### Supplied material
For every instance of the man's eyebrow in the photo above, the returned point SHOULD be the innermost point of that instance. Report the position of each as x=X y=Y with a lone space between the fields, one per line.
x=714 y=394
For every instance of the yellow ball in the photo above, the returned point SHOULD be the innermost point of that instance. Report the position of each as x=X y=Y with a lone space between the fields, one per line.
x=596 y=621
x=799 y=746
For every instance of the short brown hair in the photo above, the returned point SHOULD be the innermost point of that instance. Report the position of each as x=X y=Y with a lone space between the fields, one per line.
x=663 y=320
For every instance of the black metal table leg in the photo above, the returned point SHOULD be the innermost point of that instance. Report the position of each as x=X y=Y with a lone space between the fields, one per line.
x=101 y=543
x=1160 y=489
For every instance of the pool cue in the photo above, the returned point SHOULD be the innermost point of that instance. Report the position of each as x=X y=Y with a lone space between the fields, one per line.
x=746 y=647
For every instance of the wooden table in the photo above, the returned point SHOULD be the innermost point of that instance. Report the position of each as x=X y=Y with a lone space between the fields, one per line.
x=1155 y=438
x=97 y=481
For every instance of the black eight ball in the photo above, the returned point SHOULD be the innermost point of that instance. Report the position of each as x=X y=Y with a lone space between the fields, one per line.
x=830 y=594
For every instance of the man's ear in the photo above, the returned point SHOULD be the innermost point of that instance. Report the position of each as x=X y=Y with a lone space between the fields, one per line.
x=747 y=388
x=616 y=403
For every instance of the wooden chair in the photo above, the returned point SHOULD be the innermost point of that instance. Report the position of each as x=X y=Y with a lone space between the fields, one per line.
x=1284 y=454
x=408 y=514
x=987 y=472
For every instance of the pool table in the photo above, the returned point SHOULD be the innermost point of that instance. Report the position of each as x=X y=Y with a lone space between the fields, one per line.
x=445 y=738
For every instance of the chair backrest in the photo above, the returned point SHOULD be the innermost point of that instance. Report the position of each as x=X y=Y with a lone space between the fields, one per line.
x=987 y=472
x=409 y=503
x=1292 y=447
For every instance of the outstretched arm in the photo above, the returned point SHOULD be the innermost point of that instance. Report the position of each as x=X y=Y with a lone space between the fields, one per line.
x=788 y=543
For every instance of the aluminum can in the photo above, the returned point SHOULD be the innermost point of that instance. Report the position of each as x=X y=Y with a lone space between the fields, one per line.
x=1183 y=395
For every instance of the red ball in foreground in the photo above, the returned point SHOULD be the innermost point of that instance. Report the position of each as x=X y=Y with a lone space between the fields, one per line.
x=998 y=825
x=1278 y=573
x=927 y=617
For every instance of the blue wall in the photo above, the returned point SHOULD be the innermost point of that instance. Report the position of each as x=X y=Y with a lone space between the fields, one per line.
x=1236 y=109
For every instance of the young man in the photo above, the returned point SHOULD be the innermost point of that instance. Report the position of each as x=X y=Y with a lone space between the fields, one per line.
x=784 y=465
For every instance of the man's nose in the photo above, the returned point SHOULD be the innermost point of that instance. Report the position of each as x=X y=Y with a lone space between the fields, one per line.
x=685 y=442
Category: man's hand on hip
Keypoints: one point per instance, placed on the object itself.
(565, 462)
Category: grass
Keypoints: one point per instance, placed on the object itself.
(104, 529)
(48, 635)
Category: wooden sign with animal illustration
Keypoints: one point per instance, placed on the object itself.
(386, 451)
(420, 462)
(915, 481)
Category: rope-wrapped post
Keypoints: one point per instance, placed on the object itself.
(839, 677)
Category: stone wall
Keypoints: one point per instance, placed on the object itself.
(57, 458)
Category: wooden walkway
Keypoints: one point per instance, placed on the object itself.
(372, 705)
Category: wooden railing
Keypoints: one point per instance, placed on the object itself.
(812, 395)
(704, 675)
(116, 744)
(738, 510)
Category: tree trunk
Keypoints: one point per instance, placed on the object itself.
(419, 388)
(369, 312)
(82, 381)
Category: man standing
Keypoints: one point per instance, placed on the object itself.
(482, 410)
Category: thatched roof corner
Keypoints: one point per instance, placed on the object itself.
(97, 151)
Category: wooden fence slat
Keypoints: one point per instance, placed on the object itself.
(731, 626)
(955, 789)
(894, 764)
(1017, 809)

### The task
For each record above, print an exact copy.

### Completed exercise
For every instance of the man's eyebrow in the photo above, the returned point SHOULD be the innermost point of that instance. Report the position of each as x=X y=Y with a lone space between the fields, one per line.
x=714 y=394
For every instance of the yellow ball in the photo above, the returned point SHOULD be the innermost point of that instance. Report the position of each as x=X y=Y with a lone space between the fields, one per line.
x=596 y=621
x=799 y=746
For every instance of the short brown hair in the photo above, the returned point SHOULD be the innermost point of that instance. Report the position of each as x=X y=Y with a lone space between the fields, one per line.
x=663 y=320
For every instance of the black metal table leg in the photo above, the returned point SHOULD be the innermost point of that instance. Report the position of each as x=X y=Y with a lone space between the fields, one per line.
x=101 y=543
x=1160 y=489
For every instance of the pool cue in the photo above, the returned point SHOULD be the innermost point of that instance. Report the position of each as x=X y=Y with a lone space between the fields, one per line.
x=746 y=647
For every instance of the wooden table in the photo above, the returned point SHOULD be the innermost point of that instance. Report the position of each as x=X y=Y with a lone space between the fields, one per line.
x=1155 y=438
x=97 y=481
For every instance of the black eight ball in the photo above, the returned point SHOULD be the innermost point of that instance. Report the position of each as x=X y=Y with a lone space between the fields, one per line.
x=830 y=594
For every instance of the man's ear in the photo above, the returned point SHOULD be the innermost point of that instance. Report the position of each as x=X y=Y with a lone space between the fields, one per line.
x=747 y=388
x=616 y=403
For every instance of the wooden chair in the photo above, the returned point SHOULD be the innermost point of that instance. Report the position of each as x=X y=Y with a lone space between the fields, one per line.
x=1284 y=454
x=408 y=514
x=987 y=472
For every instance of the pool table in the photo above, the returned point SHOULD be the innermost point of that instance. Report the position of each as x=X y=Y with a lone space between the fields, one per line.
x=445 y=738
For every instance of the chair backrest in the photo above, the returned point SHOULD be the innermost point of that instance. Report the position of each as x=X y=Y with a lone space between the fields, one per line.
x=987 y=472
x=409 y=503
x=1292 y=447
For every instance of the outstretched arm in the photo above, the returned point SHOULD be the innermost point of that instance. Report the position of each as x=X y=Y with a lone space between the fields, one per line.
x=788 y=543
For every instance of the aluminum can in the photo above, the returned point SHOULD be the innermost point of that instance. Report the position of each as x=X y=Y with a lone space between the fields, one per line.
x=1183 y=395
For every instance of the red ball in foreground in the photo above, the returned point SHOULD be the innermost point of that instance. Report the position of each as x=X y=Y with a lone space between the fields, one per line.
x=998 y=825
x=1278 y=573
x=927 y=617
For every instance of the blue wall in the photo above, the returned point SHOULD be the innermost point of that instance. Report the position of each as x=X y=Y with a lone space between the fields, one per line.
x=1236 y=109
For every instance of the young man in the photo above, the returned point SHOULD be the innermost point of that instance. Report the position of each as x=X y=Y with a lone space between the fields, one per line.
x=784 y=465
For every instance of the man's nose in the photo above, the returned point SHOULD be the innermost point of that instance. Report the position of each as x=X y=Y with a lone space between the fields, one per line.
x=685 y=442
Category: man's hand on hip
Keypoints: one point per instance, placed on the object itself.
(565, 462)
Category: grass
Keypoints: one point per instance, placed on the object itself.
(104, 529)
(48, 635)
Category: wooden sign with animal illustration
Keypoints: one point per instance, placed on the object itself.
(386, 451)
(420, 462)
(915, 481)
Category: rope-wrapped post
Keypoints: one point per instance, placed on the object itself.
(839, 677)
Category: stone wall
Keypoints: one point per instance, placed on the object itself.
(57, 458)
Category: wooden walkway
Keypoints: one point per instance, placed on the object itself.
(372, 705)
Category: wooden railing
Keypoints: one point per instance, placed on the object itself.
(812, 395)
(704, 675)
(116, 744)
(738, 510)
Category: tree trunk
Keypoints: one point per instance, placed on the object itself.
(419, 388)
(369, 312)
(82, 381)
Category: man standing
Keypoints: one point per instance, placed on the object itself.
(482, 410)
Category: thatched roof corner
Keypoints: one point per instance, placed on the object itself.
(97, 151)
Category: wooden fence slat
Keypoints: one point per instance, placed on the object itself.
(731, 626)
(955, 789)
(894, 764)
(1017, 809)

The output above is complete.